Start of Task material

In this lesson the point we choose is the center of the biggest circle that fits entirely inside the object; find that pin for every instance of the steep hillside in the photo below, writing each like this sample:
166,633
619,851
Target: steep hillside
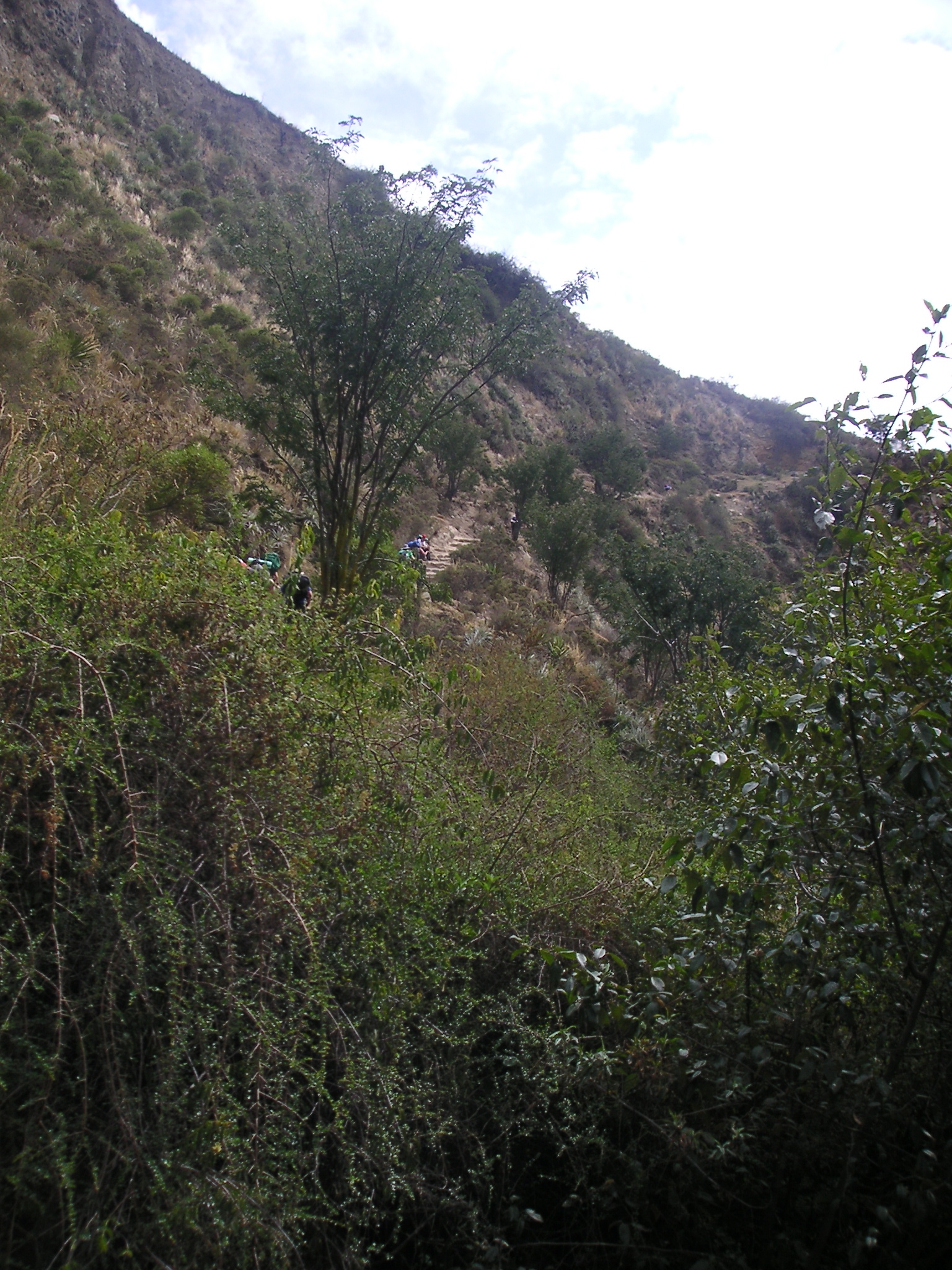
120,163
576,906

End of Task material

What you need to do: Please repeat every row above word for word, leaving the pictures out of your answer.

Solution to this problem:
In this lesson the point we choose is the center of the biggest circle that fits entirely inside the object; find that pin for every instance of the steep hillside in the photo below, writing each like this sample:
166,633
619,851
Target: steep hillside
120,163
576,906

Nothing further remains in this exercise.